▸ Written exercise 1:
From the post on election fraud analysis, list each thing it says the lawyers could be furnished with.
▸ Written exercise 2:
Please carry on the post on election fraud analysis after its final sentence, keeping the same voice.
## BEGIN Document
The real problem is that a lot of this analysis isn't necessarily going to show anything. You might get lucky and it might turn out that one country cheated or was flipped and it blurts out as a big anomaly.

The level of fraud you need to perform to flip an election for a state where it's naturally close isn't necessarily something that's going to show up on most statistical analysis.

To make a simple point, shuffle all the point on your graph randomly 1%. Does the new graph tell you anything different? Would you even know anything was different if you hadn't see the original graph? When you think of it like that then you can understand the problem we're dealing with.

We still need to look at it and this is a start but it's also magnification X1.5 and we probably need to go to X10000 to fully uncover the full scope of fraud and corruption.

If there's cheating and a state swings over to another candidate by a few tens of a percent to a percent then that might indicate how small your fraud indicator has to be.

Numerically and statistically speaking if you have illegals voting in the election in a significant proportion (merely a tenth of a percent can be significant) there's no reason that would register in an obvious way in numerical analysis.

The lawyers will likely have much better data to work with, for example there's no reason why they should not be furnished with a database of all registered voters and the individual votes as well as whatever it is the poll workers would have access to including the physical ballots.

A single snapshot of 2020 and the results on its own is only of limited use. It might however gleam something but if not you get a lay of the land.

Comparing the relative performance of candidates is useful any interesting though it might not reveal anything you can be sure is fraud. People have already found in some data sets it appears Biden got lots of votes from people who apparently only filled that part of the ballot which if true on its own is already very suspect.
## END Document
## BEGIN Supplied information
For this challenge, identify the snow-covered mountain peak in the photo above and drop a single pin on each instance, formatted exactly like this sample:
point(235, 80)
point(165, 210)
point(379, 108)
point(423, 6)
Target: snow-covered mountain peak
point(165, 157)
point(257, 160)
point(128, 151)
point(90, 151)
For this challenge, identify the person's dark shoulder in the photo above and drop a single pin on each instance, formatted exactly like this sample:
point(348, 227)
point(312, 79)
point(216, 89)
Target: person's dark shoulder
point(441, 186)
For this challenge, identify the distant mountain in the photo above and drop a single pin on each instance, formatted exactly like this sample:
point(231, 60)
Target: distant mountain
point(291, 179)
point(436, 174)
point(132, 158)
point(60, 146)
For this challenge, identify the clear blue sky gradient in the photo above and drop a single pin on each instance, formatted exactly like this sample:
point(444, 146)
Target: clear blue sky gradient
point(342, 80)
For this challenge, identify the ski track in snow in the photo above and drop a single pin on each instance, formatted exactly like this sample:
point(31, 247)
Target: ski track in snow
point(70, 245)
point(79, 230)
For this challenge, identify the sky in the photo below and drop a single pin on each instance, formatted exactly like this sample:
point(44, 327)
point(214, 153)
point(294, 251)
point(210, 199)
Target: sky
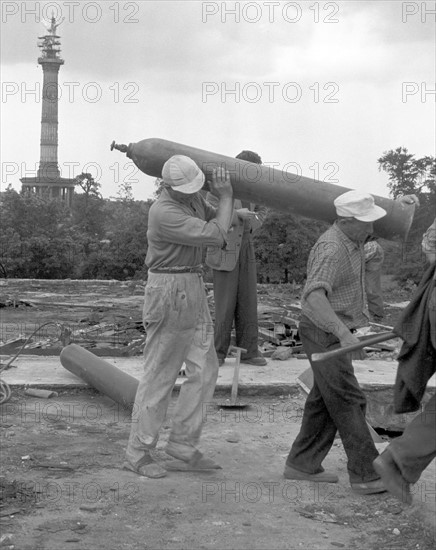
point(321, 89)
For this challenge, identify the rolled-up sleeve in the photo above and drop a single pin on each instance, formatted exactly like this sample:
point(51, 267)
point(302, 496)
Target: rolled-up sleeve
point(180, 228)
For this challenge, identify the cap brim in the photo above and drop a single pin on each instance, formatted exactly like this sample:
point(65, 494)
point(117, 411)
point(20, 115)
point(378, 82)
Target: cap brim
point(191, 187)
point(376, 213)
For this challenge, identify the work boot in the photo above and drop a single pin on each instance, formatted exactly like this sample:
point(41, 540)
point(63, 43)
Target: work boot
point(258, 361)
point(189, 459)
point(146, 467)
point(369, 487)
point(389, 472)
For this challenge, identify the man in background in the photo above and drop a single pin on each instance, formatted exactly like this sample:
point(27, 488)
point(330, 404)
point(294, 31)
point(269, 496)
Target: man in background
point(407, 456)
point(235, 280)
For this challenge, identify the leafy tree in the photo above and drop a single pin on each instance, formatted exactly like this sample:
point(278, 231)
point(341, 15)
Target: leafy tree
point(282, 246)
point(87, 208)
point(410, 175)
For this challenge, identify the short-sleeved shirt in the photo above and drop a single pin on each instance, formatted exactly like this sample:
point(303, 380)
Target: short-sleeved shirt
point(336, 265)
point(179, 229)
## END Supplied information
▸ Task answer 1:
- a database of all registered voters
- the individual votes
- whatever the poll workers would have access to
- the physical ballots

▸ Task answer 2:
It's more useful to compare this data with 2016 and other datasets like populations for each region, registered voters, etc.

Most of the cheating I suspect though will be in cities or densely populated locations. In those it's a natural haystack you can bury your needle into.

Realistically they want to take a few thousand ballots at random for the state and try to track down the voter.

If I were making algorithms to cheat in the election they I would probably do something like take the top 50 closest states where Trump wins then flip them. Basically spread out the risk so it's hard to detect.

I believe a lot of the cheating however is not really grandoise. It's just things like optimising for mail-in ballots, fiddling the rules, etc.

If I was going to cheat in this election then I'd use multiple approaches including BLM. It's a criminal syndicate. Basically criminals, it's an anti-police movement so go figure. The criminal system has an underground network that can reach tens of millions or Americans or more. Compared to peddling crack cocaine a bit of ballot harvesting is a breeze and for someone who wants to buy the election it's far more cost effective than directly donating to the campaign to instead donate to organised crime. If organised crime can organise all these riots then having loads of ballots ready to drop late at night all for Biden is an absolute breeze.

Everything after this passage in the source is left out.